§ PROVIDED DATA:
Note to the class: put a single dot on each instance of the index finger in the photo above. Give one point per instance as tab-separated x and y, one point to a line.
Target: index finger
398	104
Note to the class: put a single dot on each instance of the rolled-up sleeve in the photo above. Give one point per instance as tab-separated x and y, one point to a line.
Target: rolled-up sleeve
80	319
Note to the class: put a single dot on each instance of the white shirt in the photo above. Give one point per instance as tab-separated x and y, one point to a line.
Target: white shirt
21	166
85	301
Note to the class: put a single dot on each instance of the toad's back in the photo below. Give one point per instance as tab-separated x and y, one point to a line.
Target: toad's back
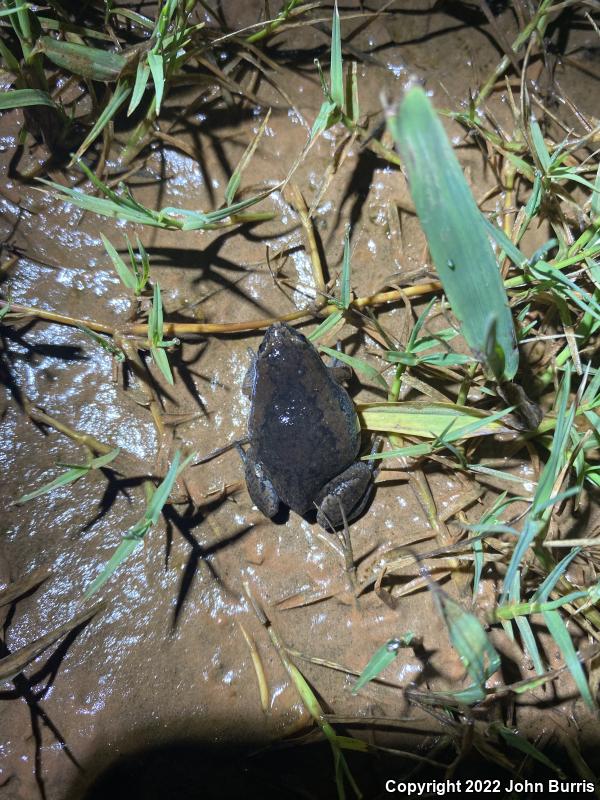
302	427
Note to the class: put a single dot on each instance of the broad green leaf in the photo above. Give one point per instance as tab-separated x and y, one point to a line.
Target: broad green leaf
454	228
81	59
428	420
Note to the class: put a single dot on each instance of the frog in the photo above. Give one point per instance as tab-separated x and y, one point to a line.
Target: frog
303	433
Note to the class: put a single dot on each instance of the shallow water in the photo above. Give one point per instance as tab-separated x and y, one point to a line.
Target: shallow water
164	671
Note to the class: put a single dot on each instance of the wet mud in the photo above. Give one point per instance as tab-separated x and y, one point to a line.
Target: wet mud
158	689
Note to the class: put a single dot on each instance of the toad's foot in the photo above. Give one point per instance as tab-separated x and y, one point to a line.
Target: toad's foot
352	489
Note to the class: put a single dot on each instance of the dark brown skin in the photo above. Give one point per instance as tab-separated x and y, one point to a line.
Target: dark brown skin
304	434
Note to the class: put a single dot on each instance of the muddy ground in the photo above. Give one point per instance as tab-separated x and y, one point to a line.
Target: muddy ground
157	695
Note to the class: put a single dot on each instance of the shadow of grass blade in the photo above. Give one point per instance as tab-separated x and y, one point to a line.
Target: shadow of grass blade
19	98
455	232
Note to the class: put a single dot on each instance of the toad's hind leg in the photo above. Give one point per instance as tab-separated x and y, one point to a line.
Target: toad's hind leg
352	489
260	488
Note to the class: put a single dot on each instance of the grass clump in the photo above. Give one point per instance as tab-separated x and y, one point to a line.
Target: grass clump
449	392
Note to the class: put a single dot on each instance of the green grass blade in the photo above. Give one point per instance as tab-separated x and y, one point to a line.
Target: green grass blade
157	68
381	659
470	642
539	146
562	639
356	363
455	232
162	362
345	294
328	324
139	87
130	543
538	515
519	742
595	205
70	476
235	180
124	273
429	420
135	535
81	59
120	94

§ ASSIGNMENT:
The lines to output run from the one containing "of the grass" to the last line of the entries; give them back exactly.

§ ANSWER SECTION:
Note to the class: put a single dot on each instance of the grass clump in the photo above. Give one point per instance as tab-separated x and y, one point to a line.
Target: grass clump
449	392
Note to the class: put a single dot on each instance of the green grass blade in the photo above. Give one point per instance as tab-separated x and y, one point to a line.
Target: green grass blade
157	68
381	659
470	642
539	146
562	639
356	363
455	232
162	362
345	294
328	324
139	87
130	543
538	515
519	742
595	205
70	476
235	180
124	273
429	420
135	535
81	59
120	94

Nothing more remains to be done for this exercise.